- **Texte proposé**
* * *
Ainsi, il serait peut-être temps qu’ici qu’on accorde davantage d’intérêt à l’interrogation des objets, par exemple la constitution, l’Etat, le Pouvoir, la norme qui sont des inventions humaines, au lieu de rester enfermés, cloisonnés dans des affaires de luttes de territoires. Les sujets constituant la constitution et l’organisation de la société sont essentiellement politiques, hiérarchisation des pouvoirs, lois électorales, sur les médias, manifestations, associations…Le juriste devrait donc apprendre à s’ouvrir à d’autres sphères et à comprendre que la réalité politique dépasse de loin l’espace étatique pour embrasser d’autres sphères, les conduites privées, les associations, la société civile et les individus qui sont peu saisissables, mobiles et complexes. Michel Foucault a raison de nous avertir que le Pouvoir, ce n’est pas l’Etat, il se trouverait dans tous les pores de la société, disséminé un peu partout. Il faudrait saisir le politique, au-delà du pouvoir d’Etat.

J’aime beaucoup l’ouvrage de Michel Foucault, « Surveiller et punir », qui donne à lire le fonctionnement du droit à partir de la sanction, de la pratique punitive et de la « technologie du pouvoir ». Le droit réduit à la norme devient le lieu d’articulation du discours du « pouvoir » qui émet ces Textes, même si le juriste revendique sans fin une illusoire neutralité. Il sait que le droit est systématiquement marqué par les jeux et la volonté du pouvoir. J’apprécie énormément ce propos du juriste français, Michel Troper qui considère que les lois sont faites par quelques-uns pour être imposées aux autres : « La forme juridique est la structure politique par lequel s’exprime le pouvoir ».

Si dans les sociétés autoritaires, le pouvoir d’Etat prétend limiter le droit, dans les démocraties, la raison d’Etat et les pratiques du pouvoir d’Etat sont limitées par le droit. Ainsi, souvent la Raison d’Etat se meut en instance de gouvernementalité, quand la loi vient pour surveiller le sujet et le dépouiller de sa liberté de juger et de produire une opinion. La loi est saisie, dans les autocraties, comme un espace de contrôle et de surveillance, modelant les pratiques politiques et sociales en fonction d’intérêts immédiats, s’inscrivant surtout dans des rapports de domination. C’est pour cette raison qu’il n’est nullement possible d’interroger les pratiques du droit sans un questionnement préalable des réalités concrètes du pouvoir d’Etat et du Pouvoir comme technologie sociale. Foucault va plus loin en proposant d’interroger le droit et les pratiques punitives à partir des technologies du pouvoir, de ses intérêts et de son désir.
* * *
- **Série d'exercices**
a: Répondez brièvement à ces questions sur le texte consacré au droit et au pouvoir :
(i) Selon Michel Foucault, où le Pouvoir se trouverait-il ?
(ii) Quel ouvrage de Michel Foucault l'auteur dit-il beaucoup aimer ?
(iii) Dans les démocraties, par quoi la raison d'État et les pratiques du pouvoir d'État sont-elles limitées ?
b: Poursuivez le texte consacré au droit et au pouvoir à partir de sa dernière phrase.
Les lignes constituent un matériau indépendant du texte proposé.

- **Données sources**
* * *
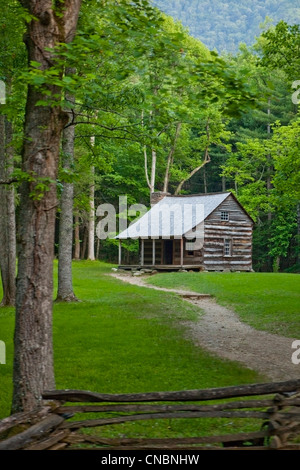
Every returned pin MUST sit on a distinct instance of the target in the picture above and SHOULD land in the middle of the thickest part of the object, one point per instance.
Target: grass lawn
(123, 338)
(266, 301)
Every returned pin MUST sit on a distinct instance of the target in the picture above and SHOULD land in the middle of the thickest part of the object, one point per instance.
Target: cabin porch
(166, 254)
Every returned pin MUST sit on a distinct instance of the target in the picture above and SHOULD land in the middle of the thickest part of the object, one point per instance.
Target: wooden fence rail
(275, 407)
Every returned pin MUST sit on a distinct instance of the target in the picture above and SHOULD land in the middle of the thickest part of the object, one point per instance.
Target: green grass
(123, 338)
(266, 301)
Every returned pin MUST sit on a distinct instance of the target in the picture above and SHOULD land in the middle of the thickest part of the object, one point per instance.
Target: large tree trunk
(65, 291)
(171, 158)
(77, 238)
(7, 219)
(33, 360)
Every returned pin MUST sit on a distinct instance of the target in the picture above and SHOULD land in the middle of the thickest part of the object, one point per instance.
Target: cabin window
(224, 215)
(190, 246)
(227, 247)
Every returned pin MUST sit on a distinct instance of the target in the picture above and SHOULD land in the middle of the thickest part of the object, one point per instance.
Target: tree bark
(65, 291)
(77, 239)
(33, 359)
(7, 219)
(91, 224)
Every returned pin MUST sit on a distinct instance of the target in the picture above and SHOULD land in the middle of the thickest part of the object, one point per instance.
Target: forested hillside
(223, 25)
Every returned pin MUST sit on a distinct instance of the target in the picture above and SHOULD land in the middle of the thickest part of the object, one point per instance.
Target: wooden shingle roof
(174, 216)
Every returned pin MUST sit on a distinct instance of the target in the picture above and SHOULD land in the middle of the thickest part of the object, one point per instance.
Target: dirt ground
(220, 332)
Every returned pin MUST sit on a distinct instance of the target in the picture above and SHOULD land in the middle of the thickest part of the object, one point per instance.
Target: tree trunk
(91, 225)
(171, 157)
(77, 239)
(7, 219)
(33, 360)
(65, 291)
(153, 171)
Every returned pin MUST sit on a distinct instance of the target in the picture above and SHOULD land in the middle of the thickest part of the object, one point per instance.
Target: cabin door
(168, 251)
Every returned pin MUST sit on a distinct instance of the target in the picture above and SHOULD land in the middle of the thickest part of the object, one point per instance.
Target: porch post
(153, 251)
(120, 252)
(181, 252)
(142, 251)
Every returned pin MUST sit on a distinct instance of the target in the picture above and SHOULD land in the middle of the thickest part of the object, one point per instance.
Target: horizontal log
(36, 431)
(186, 395)
(28, 418)
(162, 408)
(50, 441)
(76, 438)
(175, 415)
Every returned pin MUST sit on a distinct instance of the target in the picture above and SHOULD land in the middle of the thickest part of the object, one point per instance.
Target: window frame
(224, 216)
(227, 247)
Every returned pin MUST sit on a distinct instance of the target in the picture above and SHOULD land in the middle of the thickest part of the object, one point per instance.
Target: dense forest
(223, 25)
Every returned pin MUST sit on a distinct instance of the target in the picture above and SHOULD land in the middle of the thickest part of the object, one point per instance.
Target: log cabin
(207, 232)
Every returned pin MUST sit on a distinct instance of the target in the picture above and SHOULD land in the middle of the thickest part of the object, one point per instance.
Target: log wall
(238, 230)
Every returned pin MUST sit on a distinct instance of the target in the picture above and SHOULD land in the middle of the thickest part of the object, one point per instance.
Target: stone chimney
(157, 196)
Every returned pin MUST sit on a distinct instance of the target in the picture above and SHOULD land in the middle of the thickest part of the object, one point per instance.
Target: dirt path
(221, 332)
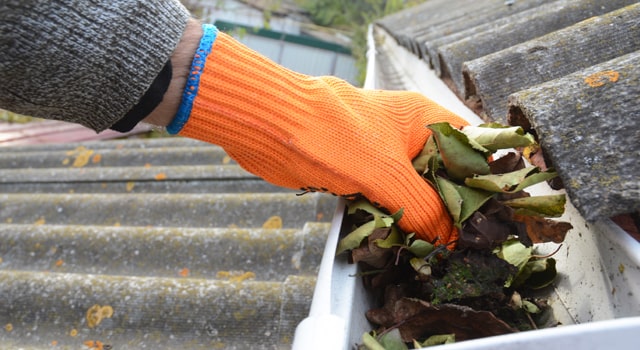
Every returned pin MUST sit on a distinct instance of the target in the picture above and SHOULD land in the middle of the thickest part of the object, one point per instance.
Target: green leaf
(452, 199)
(461, 201)
(510, 182)
(530, 307)
(459, 158)
(353, 239)
(394, 239)
(547, 206)
(437, 340)
(421, 267)
(496, 136)
(539, 277)
(370, 342)
(420, 248)
(392, 340)
(363, 205)
(535, 178)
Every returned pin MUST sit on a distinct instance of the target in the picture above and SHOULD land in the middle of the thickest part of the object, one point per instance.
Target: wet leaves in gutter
(485, 283)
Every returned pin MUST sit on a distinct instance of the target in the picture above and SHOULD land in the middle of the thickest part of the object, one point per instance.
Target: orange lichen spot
(600, 78)
(97, 313)
(223, 274)
(94, 345)
(241, 278)
(82, 156)
(130, 185)
(184, 272)
(235, 276)
(273, 222)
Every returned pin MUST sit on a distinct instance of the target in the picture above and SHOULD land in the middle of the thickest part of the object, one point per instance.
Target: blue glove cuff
(191, 89)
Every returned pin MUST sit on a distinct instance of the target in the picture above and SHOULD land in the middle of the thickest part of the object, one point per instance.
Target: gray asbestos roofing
(151, 244)
(567, 70)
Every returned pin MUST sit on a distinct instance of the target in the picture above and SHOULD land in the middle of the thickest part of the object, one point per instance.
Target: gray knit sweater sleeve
(87, 62)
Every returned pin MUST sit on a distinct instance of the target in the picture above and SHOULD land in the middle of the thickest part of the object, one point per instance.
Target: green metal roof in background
(296, 39)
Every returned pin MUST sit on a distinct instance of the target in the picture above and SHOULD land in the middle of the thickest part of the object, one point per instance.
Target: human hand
(319, 133)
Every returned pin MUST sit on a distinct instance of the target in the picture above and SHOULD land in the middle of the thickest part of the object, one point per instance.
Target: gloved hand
(315, 133)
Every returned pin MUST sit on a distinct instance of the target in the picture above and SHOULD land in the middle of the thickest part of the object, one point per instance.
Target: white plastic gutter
(597, 294)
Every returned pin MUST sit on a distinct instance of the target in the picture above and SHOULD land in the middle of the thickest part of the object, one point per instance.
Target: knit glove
(315, 133)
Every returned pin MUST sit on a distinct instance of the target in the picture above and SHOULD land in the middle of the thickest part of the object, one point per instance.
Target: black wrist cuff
(149, 101)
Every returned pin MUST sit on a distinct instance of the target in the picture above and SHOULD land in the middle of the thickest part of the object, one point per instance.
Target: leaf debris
(484, 285)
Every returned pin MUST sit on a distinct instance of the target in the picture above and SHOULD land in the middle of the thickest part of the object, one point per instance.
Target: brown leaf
(417, 319)
(542, 230)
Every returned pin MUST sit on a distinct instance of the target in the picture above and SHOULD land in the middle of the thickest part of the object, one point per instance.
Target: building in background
(283, 33)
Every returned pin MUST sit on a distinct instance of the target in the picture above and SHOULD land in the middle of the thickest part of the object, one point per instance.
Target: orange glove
(315, 133)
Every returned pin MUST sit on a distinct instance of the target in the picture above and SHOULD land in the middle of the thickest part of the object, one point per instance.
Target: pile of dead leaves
(486, 285)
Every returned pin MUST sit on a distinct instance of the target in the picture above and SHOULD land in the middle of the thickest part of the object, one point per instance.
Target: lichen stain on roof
(102, 252)
(566, 69)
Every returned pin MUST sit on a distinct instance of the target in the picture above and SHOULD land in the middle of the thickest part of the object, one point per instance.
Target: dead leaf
(542, 230)
(417, 319)
(508, 163)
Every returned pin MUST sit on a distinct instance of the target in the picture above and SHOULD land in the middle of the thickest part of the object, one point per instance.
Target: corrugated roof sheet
(151, 244)
(567, 70)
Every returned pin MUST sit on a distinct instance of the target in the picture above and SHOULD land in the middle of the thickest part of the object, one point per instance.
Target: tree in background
(353, 16)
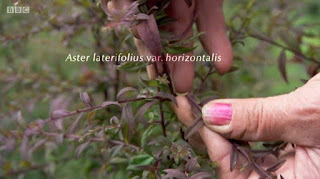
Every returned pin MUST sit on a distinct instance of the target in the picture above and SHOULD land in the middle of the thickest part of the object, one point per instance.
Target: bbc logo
(18, 9)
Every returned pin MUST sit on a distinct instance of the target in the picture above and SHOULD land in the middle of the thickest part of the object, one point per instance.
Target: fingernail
(217, 113)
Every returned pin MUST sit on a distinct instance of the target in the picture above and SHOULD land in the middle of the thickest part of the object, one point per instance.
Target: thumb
(291, 117)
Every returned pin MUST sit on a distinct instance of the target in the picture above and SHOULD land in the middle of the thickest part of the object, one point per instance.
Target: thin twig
(203, 80)
(163, 126)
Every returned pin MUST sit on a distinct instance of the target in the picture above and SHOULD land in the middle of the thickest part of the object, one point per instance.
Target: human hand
(210, 20)
(293, 117)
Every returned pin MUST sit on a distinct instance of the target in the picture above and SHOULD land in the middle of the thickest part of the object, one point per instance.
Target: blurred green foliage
(33, 72)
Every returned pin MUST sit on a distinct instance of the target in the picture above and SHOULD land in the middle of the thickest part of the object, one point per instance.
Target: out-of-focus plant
(132, 132)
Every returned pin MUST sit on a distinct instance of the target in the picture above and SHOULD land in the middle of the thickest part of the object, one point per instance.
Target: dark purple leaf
(75, 124)
(108, 103)
(59, 114)
(164, 95)
(191, 164)
(24, 149)
(276, 166)
(143, 109)
(122, 92)
(174, 173)
(85, 98)
(282, 65)
(81, 148)
(59, 138)
(59, 124)
(188, 2)
(20, 120)
(127, 116)
(196, 125)
(201, 175)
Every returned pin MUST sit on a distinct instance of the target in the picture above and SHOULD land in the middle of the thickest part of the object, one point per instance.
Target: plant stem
(163, 126)
(203, 80)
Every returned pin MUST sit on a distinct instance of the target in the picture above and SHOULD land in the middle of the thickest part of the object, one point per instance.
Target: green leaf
(144, 139)
(132, 66)
(140, 160)
(178, 50)
(282, 65)
(128, 125)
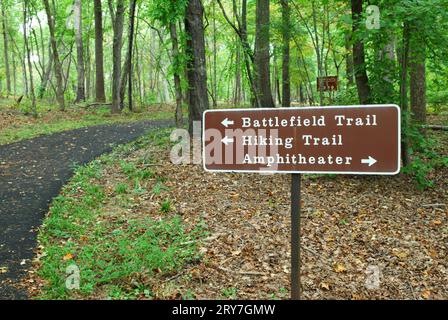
* * *
- **Réponses rédigées**
a:
(i) Dans tous les pores de la société, disséminé un peu partout.
(ii) « Surveiller et punir ».
(iii) Par le droit.

b:
La question du droit interpelle aussi les mots et les choses, mais surtout le Sens et la réception. La norme dont il est question est Texte, un ensemble de mots. Les mots sont volages, ne sont pas neutres, ils font sens dans un contexte particulier, dans une chaine faite d’émetteur, de récepteurs et de complexités diverses. Les Mots du Droit ne sont nullement homogènes, transparents. Ils acquièrent leur sens dans l’espace public. L’histoire des différentes manifestations populaires montre la complexité du phénomène juridique.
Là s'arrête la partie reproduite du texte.